Materials provided
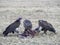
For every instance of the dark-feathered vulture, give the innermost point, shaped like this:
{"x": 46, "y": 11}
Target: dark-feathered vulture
{"x": 12, "y": 27}
{"x": 28, "y": 26}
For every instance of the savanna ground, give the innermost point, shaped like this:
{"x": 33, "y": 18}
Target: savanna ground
{"x": 48, "y": 10}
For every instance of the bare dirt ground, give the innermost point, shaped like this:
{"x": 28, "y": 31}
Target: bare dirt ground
{"x": 48, "y": 10}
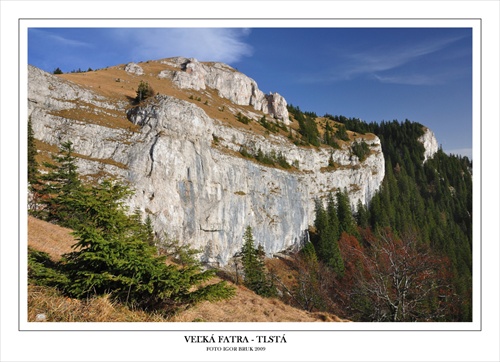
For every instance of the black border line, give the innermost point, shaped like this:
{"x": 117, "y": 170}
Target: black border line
{"x": 480, "y": 101}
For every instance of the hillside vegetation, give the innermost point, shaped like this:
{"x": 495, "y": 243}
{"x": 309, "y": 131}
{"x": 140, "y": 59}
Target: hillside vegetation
{"x": 245, "y": 306}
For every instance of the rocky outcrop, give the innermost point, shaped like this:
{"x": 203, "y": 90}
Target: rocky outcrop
{"x": 230, "y": 84}
{"x": 134, "y": 68}
{"x": 189, "y": 176}
{"x": 428, "y": 139}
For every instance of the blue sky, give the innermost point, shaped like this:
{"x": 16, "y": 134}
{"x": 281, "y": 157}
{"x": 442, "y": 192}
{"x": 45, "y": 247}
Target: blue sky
{"x": 375, "y": 74}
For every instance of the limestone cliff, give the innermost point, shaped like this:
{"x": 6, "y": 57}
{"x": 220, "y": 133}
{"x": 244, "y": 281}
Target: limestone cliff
{"x": 428, "y": 139}
{"x": 185, "y": 165}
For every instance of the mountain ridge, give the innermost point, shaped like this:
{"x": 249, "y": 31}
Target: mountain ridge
{"x": 181, "y": 150}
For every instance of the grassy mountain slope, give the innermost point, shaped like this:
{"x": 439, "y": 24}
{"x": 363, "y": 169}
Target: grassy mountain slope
{"x": 246, "y": 306}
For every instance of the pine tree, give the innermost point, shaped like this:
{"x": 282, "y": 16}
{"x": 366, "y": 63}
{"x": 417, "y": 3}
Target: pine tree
{"x": 58, "y": 187}
{"x": 32, "y": 152}
{"x": 112, "y": 256}
{"x": 253, "y": 266}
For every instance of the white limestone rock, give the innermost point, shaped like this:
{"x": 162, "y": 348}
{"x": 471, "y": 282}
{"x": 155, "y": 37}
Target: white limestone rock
{"x": 428, "y": 139}
{"x": 200, "y": 193}
{"x": 231, "y": 84}
{"x": 133, "y": 68}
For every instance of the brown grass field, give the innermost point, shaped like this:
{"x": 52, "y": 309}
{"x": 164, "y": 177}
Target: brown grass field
{"x": 245, "y": 306}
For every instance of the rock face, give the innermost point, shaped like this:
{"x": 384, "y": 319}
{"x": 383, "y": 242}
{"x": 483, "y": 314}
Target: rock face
{"x": 235, "y": 86}
{"x": 428, "y": 139}
{"x": 134, "y": 68}
{"x": 187, "y": 171}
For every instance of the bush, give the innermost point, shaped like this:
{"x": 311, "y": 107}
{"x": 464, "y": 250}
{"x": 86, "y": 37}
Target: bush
{"x": 144, "y": 91}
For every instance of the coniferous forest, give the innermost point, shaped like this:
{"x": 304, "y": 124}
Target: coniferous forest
{"x": 407, "y": 256}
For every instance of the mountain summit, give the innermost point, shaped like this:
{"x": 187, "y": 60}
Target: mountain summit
{"x": 207, "y": 153}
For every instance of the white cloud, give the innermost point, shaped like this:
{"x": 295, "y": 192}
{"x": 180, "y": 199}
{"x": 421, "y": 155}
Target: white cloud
{"x": 411, "y": 79}
{"x": 58, "y": 39}
{"x": 205, "y": 44}
{"x": 384, "y": 59}
{"x": 461, "y": 151}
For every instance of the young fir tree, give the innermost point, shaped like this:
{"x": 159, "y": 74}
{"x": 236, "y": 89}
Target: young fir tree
{"x": 253, "y": 266}
{"x": 32, "y": 152}
{"x": 113, "y": 256}
{"x": 328, "y": 233}
{"x": 58, "y": 187}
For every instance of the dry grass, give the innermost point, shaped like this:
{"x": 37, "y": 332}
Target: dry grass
{"x": 245, "y": 306}
{"x": 58, "y": 308}
{"x": 49, "y": 238}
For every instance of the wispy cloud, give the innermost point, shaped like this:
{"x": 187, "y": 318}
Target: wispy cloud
{"x": 388, "y": 64}
{"x": 464, "y": 152}
{"x": 410, "y": 79}
{"x": 218, "y": 44}
{"x": 59, "y": 39}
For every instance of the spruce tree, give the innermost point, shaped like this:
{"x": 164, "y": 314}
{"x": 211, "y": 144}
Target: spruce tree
{"x": 32, "y": 152}
{"x": 253, "y": 266}
{"x": 58, "y": 187}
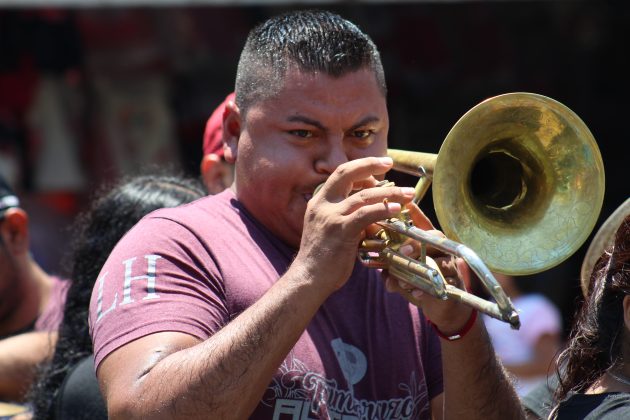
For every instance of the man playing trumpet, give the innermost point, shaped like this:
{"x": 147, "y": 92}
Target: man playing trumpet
{"x": 251, "y": 303}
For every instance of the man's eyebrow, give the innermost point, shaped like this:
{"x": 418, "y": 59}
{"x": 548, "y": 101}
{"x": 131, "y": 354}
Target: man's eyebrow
{"x": 306, "y": 120}
{"x": 365, "y": 121}
{"x": 302, "y": 119}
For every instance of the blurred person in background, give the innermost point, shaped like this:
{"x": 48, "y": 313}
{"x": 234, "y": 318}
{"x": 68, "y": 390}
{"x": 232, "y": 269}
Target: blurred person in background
{"x": 527, "y": 353}
{"x": 592, "y": 376}
{"x": 66, "y": 387}
{"x": 595, "y": 379}
{"x": 216, "y": 172}
{"x": 31, "y": 301}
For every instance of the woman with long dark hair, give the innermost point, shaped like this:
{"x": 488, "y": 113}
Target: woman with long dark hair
{"x": 111, "y": 215}
{"x": 595, "y": 366}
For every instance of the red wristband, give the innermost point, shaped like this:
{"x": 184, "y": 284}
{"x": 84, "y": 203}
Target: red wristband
{"x": 461, "y": 333}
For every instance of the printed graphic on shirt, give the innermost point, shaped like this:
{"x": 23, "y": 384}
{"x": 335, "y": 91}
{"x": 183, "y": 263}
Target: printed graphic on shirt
{"x": 300, "y": 394}
{"x": 148, "y": 290}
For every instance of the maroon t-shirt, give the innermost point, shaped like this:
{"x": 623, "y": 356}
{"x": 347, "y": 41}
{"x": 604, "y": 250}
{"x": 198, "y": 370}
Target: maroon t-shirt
{"x": 367, "y": 353}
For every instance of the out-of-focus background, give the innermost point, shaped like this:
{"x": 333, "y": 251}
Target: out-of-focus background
{"x": 90, "y": 90}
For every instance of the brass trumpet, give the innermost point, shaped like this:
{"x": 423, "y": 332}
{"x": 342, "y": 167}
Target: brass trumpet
{"x": 519, "y": 179}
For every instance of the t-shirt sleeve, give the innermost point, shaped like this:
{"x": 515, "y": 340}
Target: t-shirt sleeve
{"x": 432, "y": 358}
{"x": 159, "y": 277}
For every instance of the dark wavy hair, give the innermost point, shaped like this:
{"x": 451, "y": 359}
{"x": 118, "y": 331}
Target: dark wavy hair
{"x": 112, "y": 212}
{"x": 311, "y": 41}
{"x": 599, "y": 338}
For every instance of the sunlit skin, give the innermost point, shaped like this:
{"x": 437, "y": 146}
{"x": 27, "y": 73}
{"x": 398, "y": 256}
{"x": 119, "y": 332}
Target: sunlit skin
{"x": 314, "y": 124}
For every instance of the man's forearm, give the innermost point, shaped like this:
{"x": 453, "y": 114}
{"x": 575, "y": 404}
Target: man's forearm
{"x": 475, "y": 384}
{"x": 234, "y": 365}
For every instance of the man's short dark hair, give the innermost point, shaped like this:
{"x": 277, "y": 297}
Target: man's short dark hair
{"x": 312, "y": 41}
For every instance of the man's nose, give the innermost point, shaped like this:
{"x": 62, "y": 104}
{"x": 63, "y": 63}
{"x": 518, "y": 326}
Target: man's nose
{"x": 333, "y": 155}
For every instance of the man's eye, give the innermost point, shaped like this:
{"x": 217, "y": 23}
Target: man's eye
{"x": 305, "y": 134}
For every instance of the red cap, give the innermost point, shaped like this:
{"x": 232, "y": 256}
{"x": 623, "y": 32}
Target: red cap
{"x": 212, "y": 137}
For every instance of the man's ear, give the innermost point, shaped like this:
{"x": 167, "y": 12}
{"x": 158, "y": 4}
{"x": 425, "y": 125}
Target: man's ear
{"x": 231, "y": 131}
{"x": 212, "y": 171}
{"x": 14, "y": 231}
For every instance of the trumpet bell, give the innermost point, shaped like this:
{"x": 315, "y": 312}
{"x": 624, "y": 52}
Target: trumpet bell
{"x": 519, "y": 179}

Work to do
Output only the lines running from the line with "For every instance of the man's eye, give" through the final line of the data, inclusive.

Exercise solution
For every instance of the man's eye, give the innermost point, shaped like this:
{"x": 217, "y": 23}
Target: man's eye
{"x": 305, "y": 134}
For every instance of the red cap, give the innermost point, shaped like this:
{"x": 232, "y": 256}
{"x": 623, "y": 32}
Target: red cap
{"x": 212, "y": 137}
For every instance of the man's ear, give the innermost point, shaped like this:
{"x": 167, "y": 12}
{"x": 158, "y": 4}
{"x": 425, "y": 125}
Target: man's ear
{"x": 231, "y": 131}
{"x": 212, "y": 171}
{"x": 14, "y": 231}
For every instance of the trumpet bell, give the innermost point, shaped like this:
{"x": 315, "y": 312}
{"x": 624, "y": 52}
Target: trumpet bell
{"x": 519, "y": 179}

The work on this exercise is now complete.